→ Recorded data:
Begin
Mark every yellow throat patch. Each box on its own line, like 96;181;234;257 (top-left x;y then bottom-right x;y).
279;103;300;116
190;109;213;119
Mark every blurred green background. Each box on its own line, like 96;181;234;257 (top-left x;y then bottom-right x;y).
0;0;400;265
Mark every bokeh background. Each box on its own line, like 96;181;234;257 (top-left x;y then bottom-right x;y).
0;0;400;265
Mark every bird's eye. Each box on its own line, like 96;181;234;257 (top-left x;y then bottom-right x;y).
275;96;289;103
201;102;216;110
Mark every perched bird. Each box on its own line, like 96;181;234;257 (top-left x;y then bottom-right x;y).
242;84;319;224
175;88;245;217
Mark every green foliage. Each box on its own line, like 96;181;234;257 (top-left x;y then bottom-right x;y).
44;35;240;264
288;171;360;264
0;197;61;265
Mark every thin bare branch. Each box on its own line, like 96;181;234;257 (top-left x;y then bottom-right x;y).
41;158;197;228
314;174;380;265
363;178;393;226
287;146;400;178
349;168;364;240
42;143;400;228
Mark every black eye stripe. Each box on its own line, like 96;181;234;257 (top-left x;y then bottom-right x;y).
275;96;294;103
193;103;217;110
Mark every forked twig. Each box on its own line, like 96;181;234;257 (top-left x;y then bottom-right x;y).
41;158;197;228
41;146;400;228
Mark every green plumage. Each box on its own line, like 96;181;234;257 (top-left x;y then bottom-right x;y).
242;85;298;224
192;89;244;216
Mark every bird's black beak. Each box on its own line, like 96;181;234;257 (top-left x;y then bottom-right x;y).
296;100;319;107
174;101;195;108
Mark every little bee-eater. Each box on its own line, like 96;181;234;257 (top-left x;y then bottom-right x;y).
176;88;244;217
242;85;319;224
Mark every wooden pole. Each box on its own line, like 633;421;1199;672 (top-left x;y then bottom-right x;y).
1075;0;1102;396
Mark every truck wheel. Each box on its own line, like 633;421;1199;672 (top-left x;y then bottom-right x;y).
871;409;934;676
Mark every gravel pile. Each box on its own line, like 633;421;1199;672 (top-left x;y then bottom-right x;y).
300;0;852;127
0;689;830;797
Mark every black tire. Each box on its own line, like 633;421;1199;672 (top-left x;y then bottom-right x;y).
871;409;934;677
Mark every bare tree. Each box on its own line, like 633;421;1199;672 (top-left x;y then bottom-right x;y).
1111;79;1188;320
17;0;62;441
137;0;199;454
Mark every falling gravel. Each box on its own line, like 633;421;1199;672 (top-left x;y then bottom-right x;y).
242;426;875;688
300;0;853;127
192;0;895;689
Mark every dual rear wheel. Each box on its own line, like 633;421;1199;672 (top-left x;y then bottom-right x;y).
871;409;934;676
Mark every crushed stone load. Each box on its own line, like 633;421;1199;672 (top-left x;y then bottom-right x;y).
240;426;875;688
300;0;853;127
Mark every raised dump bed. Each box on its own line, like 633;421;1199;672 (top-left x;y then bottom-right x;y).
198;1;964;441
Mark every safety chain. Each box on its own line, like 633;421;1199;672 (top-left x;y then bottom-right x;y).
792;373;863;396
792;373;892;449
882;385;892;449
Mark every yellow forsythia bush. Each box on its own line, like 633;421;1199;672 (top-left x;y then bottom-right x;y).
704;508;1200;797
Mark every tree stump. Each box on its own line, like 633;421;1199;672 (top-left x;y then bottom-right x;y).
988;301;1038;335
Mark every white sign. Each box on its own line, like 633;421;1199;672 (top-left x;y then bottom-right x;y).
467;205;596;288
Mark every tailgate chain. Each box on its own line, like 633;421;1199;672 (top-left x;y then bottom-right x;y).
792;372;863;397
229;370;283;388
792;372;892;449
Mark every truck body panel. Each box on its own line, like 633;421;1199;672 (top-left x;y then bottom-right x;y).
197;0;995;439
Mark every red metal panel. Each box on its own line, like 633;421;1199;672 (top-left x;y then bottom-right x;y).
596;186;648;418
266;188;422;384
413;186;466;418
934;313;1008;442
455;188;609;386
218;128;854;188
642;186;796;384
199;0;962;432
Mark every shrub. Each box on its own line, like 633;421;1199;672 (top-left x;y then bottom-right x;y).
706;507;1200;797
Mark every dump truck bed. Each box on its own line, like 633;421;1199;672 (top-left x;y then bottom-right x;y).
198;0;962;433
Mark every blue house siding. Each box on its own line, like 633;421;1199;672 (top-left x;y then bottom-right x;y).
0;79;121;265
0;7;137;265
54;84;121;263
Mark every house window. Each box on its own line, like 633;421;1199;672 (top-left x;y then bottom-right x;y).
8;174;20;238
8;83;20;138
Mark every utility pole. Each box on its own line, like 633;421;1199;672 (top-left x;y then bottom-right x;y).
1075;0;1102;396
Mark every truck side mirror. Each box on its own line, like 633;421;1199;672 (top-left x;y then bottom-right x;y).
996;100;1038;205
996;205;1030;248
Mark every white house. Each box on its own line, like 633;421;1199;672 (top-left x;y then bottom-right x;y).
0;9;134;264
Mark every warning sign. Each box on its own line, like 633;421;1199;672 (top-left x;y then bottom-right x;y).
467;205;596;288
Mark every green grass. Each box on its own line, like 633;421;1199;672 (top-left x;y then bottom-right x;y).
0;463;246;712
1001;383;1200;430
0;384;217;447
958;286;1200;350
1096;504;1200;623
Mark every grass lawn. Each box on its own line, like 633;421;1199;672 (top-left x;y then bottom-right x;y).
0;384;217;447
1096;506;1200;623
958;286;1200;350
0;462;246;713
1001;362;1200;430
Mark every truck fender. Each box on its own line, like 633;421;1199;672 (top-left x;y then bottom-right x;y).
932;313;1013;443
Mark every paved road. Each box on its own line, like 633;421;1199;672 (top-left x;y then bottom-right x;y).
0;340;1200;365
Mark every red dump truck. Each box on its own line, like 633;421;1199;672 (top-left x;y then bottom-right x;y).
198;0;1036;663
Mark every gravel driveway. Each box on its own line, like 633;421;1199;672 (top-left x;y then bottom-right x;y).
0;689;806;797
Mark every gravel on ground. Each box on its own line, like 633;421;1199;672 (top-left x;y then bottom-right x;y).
End
Reproduce the lines of the records above, word for word, starting with the line containing "Mark every shrub." and ending with the line containing "1001;362;1200;430", both included.

→ Answer to the exercise:
Mark every shrub. Each box on its own line, like 633;421;1199;672 (top-left x;y then bottom-right x;y).
706;507;1200;797
Mark every dump truck bed. Each box on its own line, like 633;421;1199;672 (top-left x;y then bottom-right x;y).
198;0;962;433
Mark every blue house siding. Each box on its own line, like 633;421;1199;672 (top-left x;y then bottom-right x;y).
0;79;121;265
0;7;137;265
54;84;121;263
Mark every house window. Each box on its own line, like 633;421;1199;672 (top-left x;y then bottom-right x;y).
8;174;20;238
8;83;20;138
Mark every utility pole. Each box on its own line, like 633;421;1199;672 (top-left x;y then bottom-right x;y).
1075;0;1102;396
Mark every truck side mirror. Each box on its own line, like 633;421;1199;672 (top-left x;y then bottom-right x;y).
996;100;1038;205
996;205;1030;248
Mark every white house. Each box on its own line, like 633;421;1199;672 (top-left x;y then bottom-right x;y).
0;9;134;264
Mark every warning sign. Each box on its own line, like 633;421;1199;672 (top-left x;y then bottom-right x;y).
467;205;596;288
Mark every green grass. Each box on its own line, like 633;421;1199;672 (top-left x;y then bottom-right x;y).
0;463;246;712
1001;383;1200;430
0;384;217;447
958;286;1200;350
1096;504;1200;623
Mark every grass lawn. Each box on its own line, like 633;421;1199;672 (top-left x;y then bottom-right x;y).
0;384;217;447
1096;506;1200;623
958;286;1200;350
0;462;246;713
1001;362;1200;430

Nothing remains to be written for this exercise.